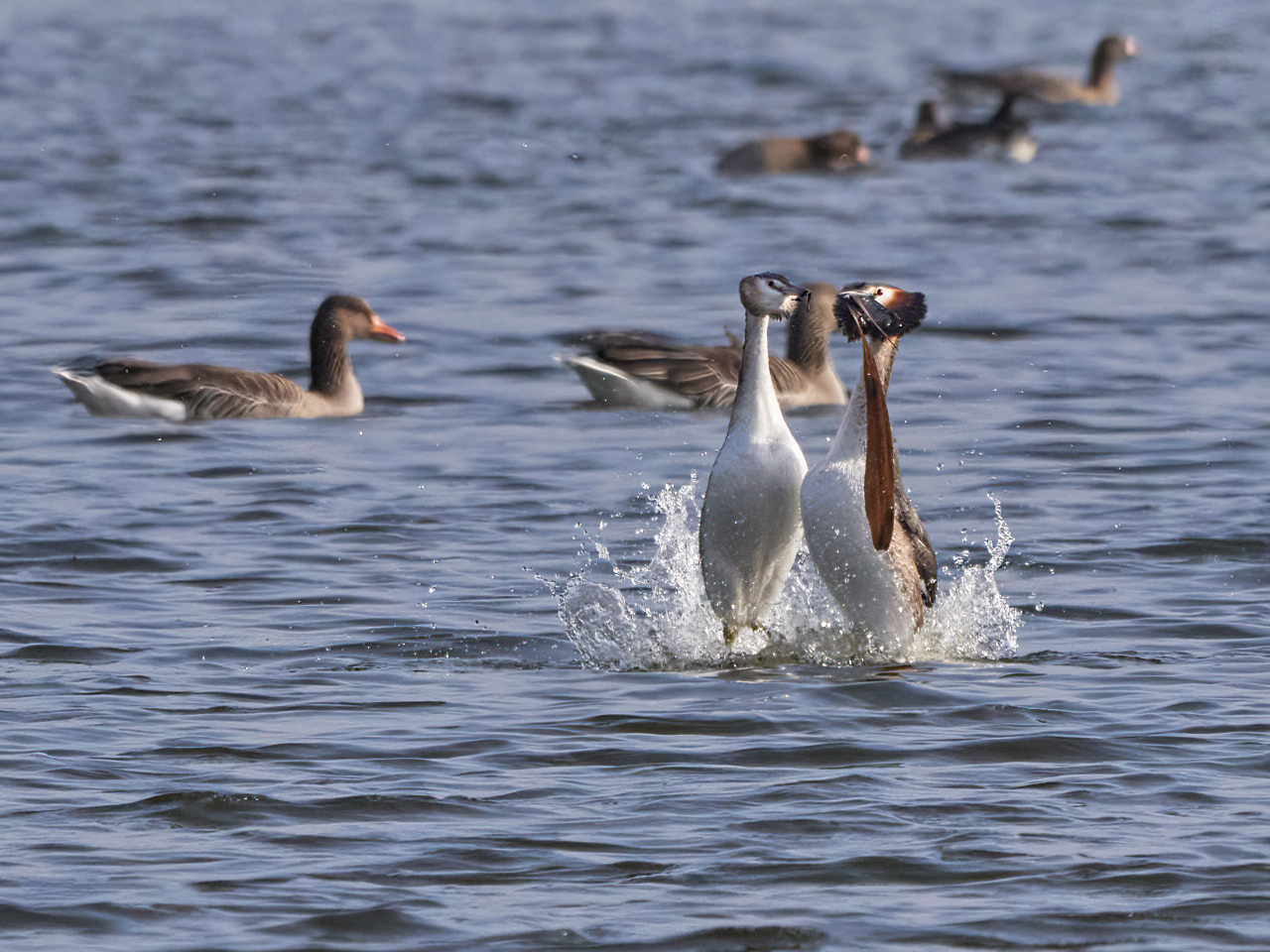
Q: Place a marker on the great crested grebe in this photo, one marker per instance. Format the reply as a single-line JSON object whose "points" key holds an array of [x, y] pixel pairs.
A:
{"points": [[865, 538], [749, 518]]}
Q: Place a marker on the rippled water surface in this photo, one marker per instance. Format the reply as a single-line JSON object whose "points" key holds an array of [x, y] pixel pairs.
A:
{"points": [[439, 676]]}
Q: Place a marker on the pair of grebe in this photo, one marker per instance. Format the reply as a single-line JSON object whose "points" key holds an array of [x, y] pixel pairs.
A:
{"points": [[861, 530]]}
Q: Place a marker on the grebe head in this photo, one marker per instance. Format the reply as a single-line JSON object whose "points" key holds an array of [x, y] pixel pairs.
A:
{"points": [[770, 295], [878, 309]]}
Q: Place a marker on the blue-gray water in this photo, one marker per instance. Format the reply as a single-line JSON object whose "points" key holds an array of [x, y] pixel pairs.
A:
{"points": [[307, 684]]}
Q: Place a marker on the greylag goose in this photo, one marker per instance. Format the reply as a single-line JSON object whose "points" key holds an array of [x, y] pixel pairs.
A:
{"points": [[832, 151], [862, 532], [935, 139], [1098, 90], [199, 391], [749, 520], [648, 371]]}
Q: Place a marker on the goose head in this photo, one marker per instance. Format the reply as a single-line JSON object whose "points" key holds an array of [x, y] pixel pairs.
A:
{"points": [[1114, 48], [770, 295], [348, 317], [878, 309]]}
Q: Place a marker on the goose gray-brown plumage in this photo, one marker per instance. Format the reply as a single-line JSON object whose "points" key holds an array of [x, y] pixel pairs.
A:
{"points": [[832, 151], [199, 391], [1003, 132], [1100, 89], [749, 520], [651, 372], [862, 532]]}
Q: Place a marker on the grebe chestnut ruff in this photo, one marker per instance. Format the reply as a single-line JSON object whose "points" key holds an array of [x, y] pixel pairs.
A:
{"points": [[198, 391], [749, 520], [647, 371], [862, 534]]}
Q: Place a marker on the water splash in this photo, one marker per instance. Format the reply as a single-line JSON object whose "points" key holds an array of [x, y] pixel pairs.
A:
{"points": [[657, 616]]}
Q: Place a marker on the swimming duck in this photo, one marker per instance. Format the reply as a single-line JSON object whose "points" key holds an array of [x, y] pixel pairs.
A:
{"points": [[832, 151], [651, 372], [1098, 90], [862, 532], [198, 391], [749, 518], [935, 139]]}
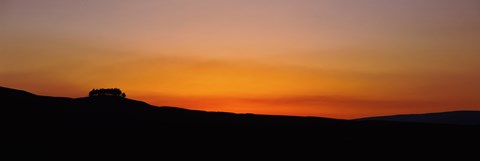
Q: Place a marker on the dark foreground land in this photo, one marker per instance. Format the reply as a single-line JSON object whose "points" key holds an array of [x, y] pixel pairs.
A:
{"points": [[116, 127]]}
********
### WHAT IS NEEDED
Write out all the rows above again, word for word, leaving out the pictures.

### CORRECT RESULT
Q: Place a marker on the great crested grebe in this photo, one marker per instance. Format the reply as a single-line JSON object whose "points" key holds an array of [x, y] pixel pairs.
A:
{"points": [[865, 538], [749, 518]]}
Q: Place a marker on the rippled water surface in this photo, one marker per instance. Format the reply as a single-line JSON object whose "points" key holds an array of [x, y] pixel pairs.
A:
{"points": [[439, 676]]}
Q: Place a marker on the pair of grebe in this photo, one marker per instance. Format the reply as a single-line JSON object whose "points" key holds an array of [x, y] pixel pairs.
A:
{"points": [[861, 530]]}
Q: Place a marker on the grebe head in this photo, one marker per instance. Format the reply as a single-line JSON object whose "points" key holds an array of [x, y] pixel pairs.
A:
{"points": [[770, 295], [878, 309]]}
Q: Place a marker on the blue-gray water in this photo, one marker per instance. Format the reply as a single-line JSON object whose "points" key holds an array of [x, y] pixel pairs.
A:
{"points": [[307, 684]]}
Q: Place a marker on the greylag goose in this photo, one marker per instance. Format the reply as a single-line JSON object whose "points" key holds an array of [x, y] pixel pairs.
A:
{"points": [[832, 151], [862, 532], [935, 139], [1098, 90], [199, 391], [749, 520], [648, 371]]}
Q: Place a marker on the goose head in this photo, one marker per instance. Format the reply as a single-line JSON object whose "points" key holds an array of [x, y] pixel pairs.
A:
{"points": [[1114, 48], [770, 295], [348, 317], [878, 309]]}
Q: Place a marker on the goose gray-brown plumage in this photo, one marker per instance. Format the reply as a single-line JSON object whose "points" key holds an array of [x, y] pixel pairs.
A:
{"points": [[832, 151], [199, 391], [1003, 132], [1100, 89], [749, 520], [651, 372], [862, 532]]}
Q: Place a marker on the grebe chestnut ruff in this photo, one marker per instance. Format the reply as a single-line JSON object whose "points" key holds an array of [x, y] pixel pairs.
A:
{"points": [[198, 391], [749, 520], [647, 371], [862, 534]]}
Q: Place a marker on the water splash in this photo, one marker per instance. Format the reply as a single-line JSON object whose "points" key holds an array of [x, y] pixel pairs.
A:
{"points": [[657, 616]]}
Q: Place a marker on the swimming duck in this photo, one marker per instance. Format the reply as a single-line JSON object whose "points" key holds an array of [x, y] pixel pairs.
A:
{"points": [[832, 151], [651, 372], [1098, 90], [862, 532], [198, 391], [749, 518], [935, 139]]}
Q: Place a marker on the dark foreground land in this photo, one marker per instance. Format the reply as a single-line JSON object whose "points" key holds an array of [x, y] pixel pairs.
A:
{"points": [[116, 127]]}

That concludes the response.